→ **KUTIPAN TERPILIH**:
###

Istilah storytelling sering digunakan dalam berbagai konteks, terutama yang berkaitan dengan kemampuan bercerita dan berbicara di depan umum. Banyak orang mengira storytelling hanya sebatas kegiatan mendongeng. Padahal, maknanya jauh lebih luas dari itu.
Story telling adalah kemampuan penting yang sangat berguna, terutama di dunia kerja. Saat ini, banyak profesi membutuhkan keterampilan bercerita, seperti penyiar radio, content writer, copywriter, dan banyak lagi.
Hal ini karena storytelling bukan sekadar menyampaikan informasi, tetapi juga cara membangun cerita menarik dan mampu memikat pendengar. Untuk memahami lebih dalam, berikut penjelasan mengenai apa itu storytelling.

Melansir dari Rome Business School, pengertian story telling adalah seni menyampaikan pesan melalui cerita yang membangkitkan emosi dan memikat penonton. Ini bukan sekadar bercerita, tapi juga menciptakan ikatan emosional yang memengaruhi keputusan dan perilaku.
Menurut National Geographic, yang dimaksud story telling adalah tindakan menceritakan, menulis cerita atau narasi. Biasanya, suatu kisah diceritakan untuk hiburan, tujuan informasi, atau untuk tujuan pendidikan.
Story telling efektif di berbagai bidang, mulai dari penceritaan merek hingga pencitraan merek pribadi. Metode ini memanfaatkan narasi jelas yang memadukan emosi, visual, dan elemen penceritaan. Adapun story telling dalam bahasa Indonesia adalah bercerita.
Dikutip dari MasterClass, storytelling terbagi menjadi empat jenis, yaitu lisan, visual, tulisan, dan digital. Storytelling lisan disampaikan secara langsung melalui ucapan, seperti dalam pidato, presentasi, atau kegiatan mendongeng.
Bercerita secara visual menggunakan elemen gambar, ilustrasi, atau video untuk menyampaikan pesan dan membangkitkan emosi audiens. Sementara itu, storytelling tulisan mengandalkan kekuatan kata-kata dalam bentuk teks, seperti artikel, novel, naskah, atau unggahan media sosial.
Terakhir, storytelling digital merupakan gabungan dari berbagai elemen, seperti teks, suara, gambar, dan video, yang disajikan melalui platform digital seperti media sosial, vlog, atau kampanye multimedia.
Dilansir dari Boston University, tujuan utama storytelling adalah untuk membangun koneksi dan pemahaman antar manusia. Melalui cerita, seseorang dapat menyampaikan pengalaman, nilai, maupun pandangannya dengan cara yang mudah dipahami dan menyentuh emosi.
Agar sebuah cerita dapat tersampaikan dengan baik, diperlukan beberapa unsur storytelling yang kuat. Berdasarkan dokumen repository IAIN Raden Fatah, bercerita melibatkan tiga elemen utama, yakni:
Storytelling dan mendongeng sering kali dianggap sebagai hal yang sama karena keduanya sama-sama melibatkan kegiatan bercerita. Namun, sebenarnya ada perbedaan di antara keduanya.

###

→ **CUPLIKAN ENTRI**:
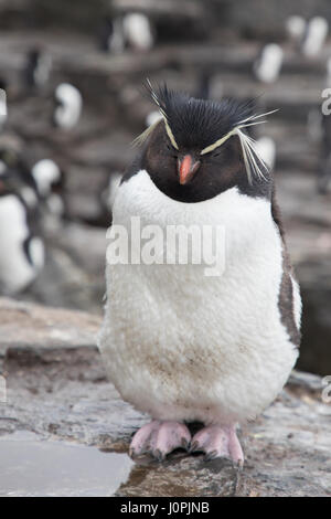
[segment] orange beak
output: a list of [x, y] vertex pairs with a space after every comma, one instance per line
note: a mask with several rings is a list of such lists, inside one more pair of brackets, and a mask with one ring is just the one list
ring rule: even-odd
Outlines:
[[200, 160], [194, 160], [191, 155], [185, 155], [182, 159], [178, 159], [178, 170], [180, 184], [184, 186], [190, 182], [194, 173], [200, 168]]

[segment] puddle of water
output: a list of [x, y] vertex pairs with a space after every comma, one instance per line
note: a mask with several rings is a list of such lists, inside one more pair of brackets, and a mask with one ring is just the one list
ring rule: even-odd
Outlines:
[[38, 441], [33, 433], [0, 437], [0, 496], [113, 496], [129, 477], [126, 454]]

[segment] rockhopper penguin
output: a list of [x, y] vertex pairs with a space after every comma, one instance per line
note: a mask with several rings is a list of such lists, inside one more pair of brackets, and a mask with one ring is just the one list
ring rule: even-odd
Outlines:
[[[247, 134], [263, 115], [249, 103], [149, 87], [162, 119], [139, 139], [113, 223], [128, 233], [131, 216], [161, 229], [223, 225], [225, 269], [210, 277], [192, 263], [107, 262], [98, 343], [121, 396], [152, 417], [134, 436], [132, 456], [163, 459], [182, 446], [243, 465], [236, 427], [281, 391], [300, 340], [274, 180]], [[204, 427], [191, 437], [193, 421]]]

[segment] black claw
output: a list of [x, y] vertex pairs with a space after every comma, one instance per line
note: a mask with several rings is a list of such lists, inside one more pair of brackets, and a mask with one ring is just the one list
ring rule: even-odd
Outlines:
[[190, 453], [194, 453], [194, 451], [197, 451], [197, 447], [199, 447], [199, 443], [193, 442], [190, 447]]
[[153, 452], [153, 456], [158, 462], [163, 462], [166, 458], [166, 454], [163, 454], [159, 448]]
[[181, 441], [181, 446], [185, 449], [185, 451], [189, 451], [190, 449], [190, 442], [188, 442], [186, 438], [182, 438]]
[[210, 462], [211, 459], [215, 459], [217, 457], [217, 451], [212, 451], [210, 453], [206, 453], [204, 456], [205, 462]]

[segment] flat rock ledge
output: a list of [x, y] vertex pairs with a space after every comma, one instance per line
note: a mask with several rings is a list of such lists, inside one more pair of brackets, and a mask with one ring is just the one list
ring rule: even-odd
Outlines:
[[[45, 442], [127, 453], [148, 417], [121, 401], [96, 348], [100, 318], [0, 298], [0, 441], [29, 432]], [[242, 430], [245, 467], [177, 452], [132, 465], [117, 496], [331, 496], [331, 403], [322, 379], [293, 372], [277, 401]], [[110, 458], [109, 458], [110, 459]]]

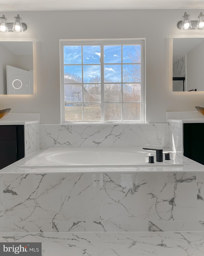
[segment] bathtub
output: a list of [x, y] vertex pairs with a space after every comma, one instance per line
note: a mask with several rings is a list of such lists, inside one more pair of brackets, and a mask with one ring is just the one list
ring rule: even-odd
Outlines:
[[[181, 167], [171, 159], [156, 162], [154, 151], [138, 148], [49, 148], [19, 167], [21, 168], [84, 167]], [[148, 156], [154, 156], [154, 163], [149, 163]]]

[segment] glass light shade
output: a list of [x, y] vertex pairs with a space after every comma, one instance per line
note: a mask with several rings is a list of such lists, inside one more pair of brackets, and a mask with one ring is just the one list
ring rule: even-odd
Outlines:
[[21, 24], [21, 19], [20, 18], [19, 14], [17, 15], [17, 17], [14, 17], [14, 21], [12, 30], [15, 32], [23, 32], [23, 31]]
[[184, 15], [183, 16], [181, 29], [190, 29], [192, 27], [190, 16], [189, 14], [186, 14], [186, 12], [185, 12]]
[[202, 12], [200, 12], [198, 18], [198, 20], [195, 29], [204, 29], [204, 14], [203, 15]]
[[0, 17], [0, 31], [1, 32], [8, 32], [7, 20], [4, 15]]

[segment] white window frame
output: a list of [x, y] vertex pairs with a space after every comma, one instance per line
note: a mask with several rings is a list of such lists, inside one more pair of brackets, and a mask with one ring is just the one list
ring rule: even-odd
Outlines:
[[[64, 104], [64, 46], [73, 44], [76, 45], [90, 45], [95, 44], [100, 45], [101, 44], [110, 43], [111, 45], [118, 44], [141, 44], [142, 48], [141, 74], [141, 120], [129, 121], [105, 121], [104, 122], [82, 121], [66, 121], [65, 120], [65, 106]], [[146, 41], [145, 38], [128, 38], [120, 39], [61, 39], [60, 40], [60, 98], [61, 124], [125, 124], [145, 123], [146, 121]], [[101, 77], [101, 80], [103, 78]], [[101, 88], [101, 95], [103, 93], [103, 88]], [[104, 104], [103, 102], [101, 104]], [[101, 115], [104, 115], [101, 109]]]

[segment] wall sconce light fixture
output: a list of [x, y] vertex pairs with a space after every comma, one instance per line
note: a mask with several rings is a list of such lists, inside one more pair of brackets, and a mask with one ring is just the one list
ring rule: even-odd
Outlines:
[[177, 27], [179, 29], [204, 29], [204, 14], [200, 12], [198, 18], [198, 20], [191, 21], [190, 15], [185, 12], [183, 20], [177, 23]]
[[23, 32], [27, 30], [27, 25], [21, 23], [21, 19], [19, 14], [14, 17], [13, 23], [7, 23], [5, 15], [0, 17], [0, 32]]

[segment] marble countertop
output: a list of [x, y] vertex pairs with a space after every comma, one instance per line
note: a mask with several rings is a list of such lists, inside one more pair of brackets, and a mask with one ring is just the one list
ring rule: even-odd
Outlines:
[[32, 124], [39, 123], [39, 121], [1, 121], [0, 120], [0, 125], [12, 125], [17, 124]]
[[[119, 168], [87, 167], [75, 168], [47, 168], [38, 169], [20, 169], [18, 167], [28, 160], [37, 156], [45, 150], [40, 150], [29, 155], [27, 157], [16, 162], [0, 170], [0, 173], [49, 173], [64, 172], [200, 172], [204, 171], [204, 165], [197, 163], [193, 160], [184, 156], [181, 153], [171, 152], [170, 153], [171, 158], [175, 159], [178, 162], [183, 165], [182, 166], [169, 166], [161, 168], [154, 167], [154, 164], [150, 164], [149, 167], [138, 167]], [[165, 151], [166, 150], [165, 149]]]
[[173, 122], [173, 123], [181, 123], [183, 124], [193, 123], [204, 123], [204, 118], [198, 119], [167, 119], [168, 122]]
[[40, 114], [8, 114], [0, 119], [0, 125], [30, 124], [40, 123]]
[[181, 123], [204, 123], [204, 116], [198, 111], [167, 112], [168, 122]]

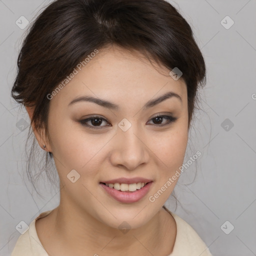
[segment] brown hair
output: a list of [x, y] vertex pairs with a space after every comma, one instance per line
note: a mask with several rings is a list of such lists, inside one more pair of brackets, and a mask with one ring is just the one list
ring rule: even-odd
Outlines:
[[[190, 26], [164, 0], [56, 0], [46, 8], [24, 41], [12, 90], [17, 102], [34, 106], [31, 123], [36, 128], [48, 135], [47, 95], [94, 49], [112, 44], [182, 70], [189, 128], [198, 86], [206, 82], [205, 64]], [[48, 160], [46, 153], [46, 172]], [[32, 180], [30, 166], [27, 172]]]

###

→ **TUGAS YANG DIKERJAKAN**:
A - Sebutkan semua jenis storytelling yang tercantum dalam kutipan tentang storytelling berdasarkan MasterClass.
B - Menurut Boston University yang dikutip dalam kutipan tentang storytelling, apa tujuan utama storytelling?
C - Tuliskan ulang bagian kutipan tentang storytelling secara persis, mulai dari "Terakhir, storytelling digital" dan berakhir pada "dan menyentuh emosi.".

→ **KUMPULAN JAWABAN**:
A - Lisan, visual, tulisan, dan digital.

B - Membangun koneksi dan pemahaman antar manusia.

C -
Terakhir, storytelling digital merupakan gabungan dari berbagai elemen, seperti teks, suara, gambar, dan video, yang disajikan melalui platform digital seperti media sosial, vlog, atau kampanye multimedia.
Dilansir dari Boston University, tujuan utama storytelling adalah untuk membangun koneksi dan pemahaman antar manusia. Melalui cerita, seseorang dapat menyampaikan pengalaman, nilai, maupun pandangannya dengan cara yang mudah dipahami dan menyentuh emosi.